*** Opening DOCUMENT TEXT ***

Updated: Apr 9, 2019
The school hosted a STEM panel of female professionals who talked about their journeys while making it through the industry.
By Gabriel Arizon, Co-Editor-in-Chief
A group of women who made their careers in the STEM field gathered in a Q&A on Feb. 21 to speak out about their difficulties and deliver advice.
Promoting Awareness of STEM Opportunities (PASO) held the “Women in STEM Panel” in Monarch Hall, giving students the chance to hear the backgrounds of female professionals in the science, technology, engineering and mathematics fields. The panel consisted of nine women, whose careers ranged from web developers to structural engineers.
“I’m the first member of my family to have a bachelor’s degree,” data engineer Marie Antoinette Cruz said. “When I was in college, I met an Indian professor with a Ph.D. in astrophysics, and she was a huge inspiration to me.”
“I was a student-athlete in college, but I got into an accident,” said Brittani Clark, a pediatric nurse practitioner. “But being in the hospital, I was convinced to switch to nursing.”
According to a report by the U.S. Bureau of Labor Statistics, there were approximately 8.6 million STEM jobs in 2015, making up 6.2 percent of the total workforce. Forty-five percent of those jobs were computer occupations, with seven out of the 10 largest STEM jobs being computer related, including application software developers and computer user support specialists.

*** Closing DOCUMENT TEXT ***
*** Opening GIVEN RECORDS ***

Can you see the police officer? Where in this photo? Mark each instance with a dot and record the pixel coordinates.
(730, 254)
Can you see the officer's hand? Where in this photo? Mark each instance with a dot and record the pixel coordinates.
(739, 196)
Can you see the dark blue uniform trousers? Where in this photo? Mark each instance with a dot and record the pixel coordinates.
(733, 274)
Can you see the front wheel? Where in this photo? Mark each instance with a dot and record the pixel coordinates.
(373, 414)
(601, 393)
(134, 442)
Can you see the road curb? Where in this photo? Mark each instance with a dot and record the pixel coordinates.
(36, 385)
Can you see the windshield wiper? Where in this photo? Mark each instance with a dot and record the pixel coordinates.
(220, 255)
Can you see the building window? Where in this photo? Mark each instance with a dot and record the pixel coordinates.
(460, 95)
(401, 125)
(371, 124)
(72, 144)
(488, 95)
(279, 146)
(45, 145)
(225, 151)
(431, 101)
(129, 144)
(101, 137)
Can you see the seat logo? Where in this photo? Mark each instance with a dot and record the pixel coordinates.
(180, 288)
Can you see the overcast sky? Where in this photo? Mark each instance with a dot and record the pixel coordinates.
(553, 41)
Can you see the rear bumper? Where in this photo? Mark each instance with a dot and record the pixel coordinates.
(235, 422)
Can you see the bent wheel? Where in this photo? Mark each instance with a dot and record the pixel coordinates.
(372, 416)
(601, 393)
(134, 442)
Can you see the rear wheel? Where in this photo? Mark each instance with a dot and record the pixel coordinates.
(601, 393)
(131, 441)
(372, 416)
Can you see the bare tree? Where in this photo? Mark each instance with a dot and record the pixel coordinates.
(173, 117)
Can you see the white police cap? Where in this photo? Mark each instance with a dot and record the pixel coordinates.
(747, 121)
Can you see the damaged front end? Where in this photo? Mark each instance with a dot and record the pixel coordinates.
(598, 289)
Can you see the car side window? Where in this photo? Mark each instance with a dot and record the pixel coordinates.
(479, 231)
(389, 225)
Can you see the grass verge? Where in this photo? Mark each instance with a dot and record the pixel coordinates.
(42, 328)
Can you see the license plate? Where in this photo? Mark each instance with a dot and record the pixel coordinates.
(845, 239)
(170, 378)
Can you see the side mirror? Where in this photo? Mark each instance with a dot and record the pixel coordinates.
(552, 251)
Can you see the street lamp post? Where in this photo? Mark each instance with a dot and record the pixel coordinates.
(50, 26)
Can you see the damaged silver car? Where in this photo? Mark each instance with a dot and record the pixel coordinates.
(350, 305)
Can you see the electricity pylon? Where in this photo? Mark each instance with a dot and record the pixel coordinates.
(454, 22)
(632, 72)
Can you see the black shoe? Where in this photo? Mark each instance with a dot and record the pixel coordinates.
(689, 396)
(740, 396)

*** Closing GIVEN RECORDS ***

[DIRECTIONS]
A. According to the STEM panel article, how many women made up the panel?
B. Continue the article about the women in STEM panel from where it stops.

[TASK RESULTS]
A. Nine women.

B.
Despite the high numbers, however, women only accounted for 14.9 percent of those jobs in 2013, according to a study by the National Science Board. In all science and engineering occupations, women accounted for a total of 29 percent. This disparity was not lost on the women in the panel, who recounted their experience in working in male-orientated fields.
Eva Zheng, a board of directors member of Hacker Fund — a non-profit incubator for charitable, educational and scientific projects — said, “I would have men ask me what I do and I would say programming. They would look at me and say, no but what do you do.”
Cindy Malone — director of a California Institute for Regenerative Medicine (CIRM) project — said, “It’s still an old boy’s club, and I made plenty of enemies.”
Despite facing their own setbacks, the panelists conveyed to the attendees that failure does not mean you need to give up.
“Being a minority in STEM fields right now is actually really cool,” Zheng said, “and people really want to support minorities. Either there are scholarships … or people give you a special route so that you don’t get so influenced by culture that you drop out.”
“I failed my first Ph.D. examination,” said Farisa Morales, a research scientist for NASA’s Jet Propulsion Laboratory. “I had to wait a whole year to try again, and you can only try to take it twice.”
After the panel, attendees were given time to speak with the panelists in a more one-on-one setting. Director of PASO Luz Shin was very pleased with the overall reception of the panel.
“My goal was for community college students to see that failure is okay,” Shin said. “Success of professionals, especially women who have done it, can tell their story and inspire us.”
“It was very interesting to hear about science in terms of a female perspective and what challenges they have navigating through STEM fields,” nursing major Stephany Gonzalez said. “Being a woman, it’s very different, it changes your experiences in whatever field you go into.”